Coordinate annotation lines:
* * * *
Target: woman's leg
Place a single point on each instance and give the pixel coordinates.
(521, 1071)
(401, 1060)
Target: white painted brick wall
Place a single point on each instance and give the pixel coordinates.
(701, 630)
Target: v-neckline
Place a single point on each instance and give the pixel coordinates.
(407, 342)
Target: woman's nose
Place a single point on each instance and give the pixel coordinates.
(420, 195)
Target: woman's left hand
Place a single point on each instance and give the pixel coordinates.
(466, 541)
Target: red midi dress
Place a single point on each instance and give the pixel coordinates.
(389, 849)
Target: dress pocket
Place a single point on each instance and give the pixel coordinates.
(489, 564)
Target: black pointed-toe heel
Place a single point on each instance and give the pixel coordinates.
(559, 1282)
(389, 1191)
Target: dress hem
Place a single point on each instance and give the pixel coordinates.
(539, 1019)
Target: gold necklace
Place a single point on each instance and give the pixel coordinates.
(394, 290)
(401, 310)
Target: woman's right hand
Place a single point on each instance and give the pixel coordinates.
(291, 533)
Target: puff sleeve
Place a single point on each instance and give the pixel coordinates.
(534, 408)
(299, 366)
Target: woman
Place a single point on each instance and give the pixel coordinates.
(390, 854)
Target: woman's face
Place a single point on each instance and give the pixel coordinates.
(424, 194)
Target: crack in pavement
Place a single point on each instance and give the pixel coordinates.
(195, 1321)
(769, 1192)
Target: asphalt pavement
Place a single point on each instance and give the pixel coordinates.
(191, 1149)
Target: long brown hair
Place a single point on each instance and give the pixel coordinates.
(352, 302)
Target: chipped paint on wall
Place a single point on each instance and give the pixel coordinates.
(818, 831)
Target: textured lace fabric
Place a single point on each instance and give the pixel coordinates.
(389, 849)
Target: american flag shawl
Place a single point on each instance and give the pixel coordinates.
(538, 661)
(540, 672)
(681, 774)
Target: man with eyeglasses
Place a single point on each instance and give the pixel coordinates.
* * * *
- [EXERCISE]: Copy all of the lines above verbatim.

- [FINISHED TASK]:
Target: woman's leg
Place a single point on each instance and give the pixel coordinates.
(521, 1071)
(401, 1060)
Target: white painted brick wall
Place a single point on each instance and give the pixel coordinates.
(701, 630)
Target: v-neckline
Place a single point on each instance and give the pixel coordinates.
(407, 342)
Target: woman's nose
Place a single point on each instance and give the pixel coordinates.
(420, 195)
Target: woman's left hand
Place a single point on each instance and give the pixel coordinates.
(466, 541)
Target: red midi dress
Place a single point on each instance and give the pixel coordinates.
(389, 849)
Target: dress pocket
Place a single point on each instance and give the pixel coordinates.
(489, 564)
Target: black pointed-toe heel
Place a single point on each instance and give the pixel coordinates.
(559, 1282)
(389, 1191)
Target: dress hem
Place a single point on each instance and give the pixel coordinates.
(539, 1019)
Target: gold necklace
Place a single point on each instance and give the pixel coordinates.
(394, 290)
(401, 310)
Target: woman's right hand
Place a single point on each instance and give the pixel coordinates.
(291, 533)
Target: puff sleeve
Place a single point on each instance and give the pixel coordinates.
(534, 408)
(299, 366)
Target: woman
Place a single point on each instance and give the pixel coordinates.
(390, 854)
Target: woman's face
Place a single point on each instance and give the pixel coordinates.
(424, 194)
Target: crack in pavement
Place a single point on each instance and give the pixel coordinates.
(195, 1321)
(769, 1192)
Target: asphalt pavement
Place a single point on each instance and give the pixel coordinates.
(191, 1149)
Target: long brown hair
Place a single point on each instance and give the pixel coordinates.
(352, 302)
Target: chipped paint on wall
Place a single point on each instance and give the pixel coordinates.
(818, 831)
Target: textured lace fabric
Place a single point on each instance and give the pixel coordinates.
(389, 849)
Target: american flag shawl
Place a single point on each instance and give the pixel coordinates.
(538, 661)
(540, 672)
(681, 774)
Target: man with eyeglasses
Place a single point on each instance and give the pixel coordinates.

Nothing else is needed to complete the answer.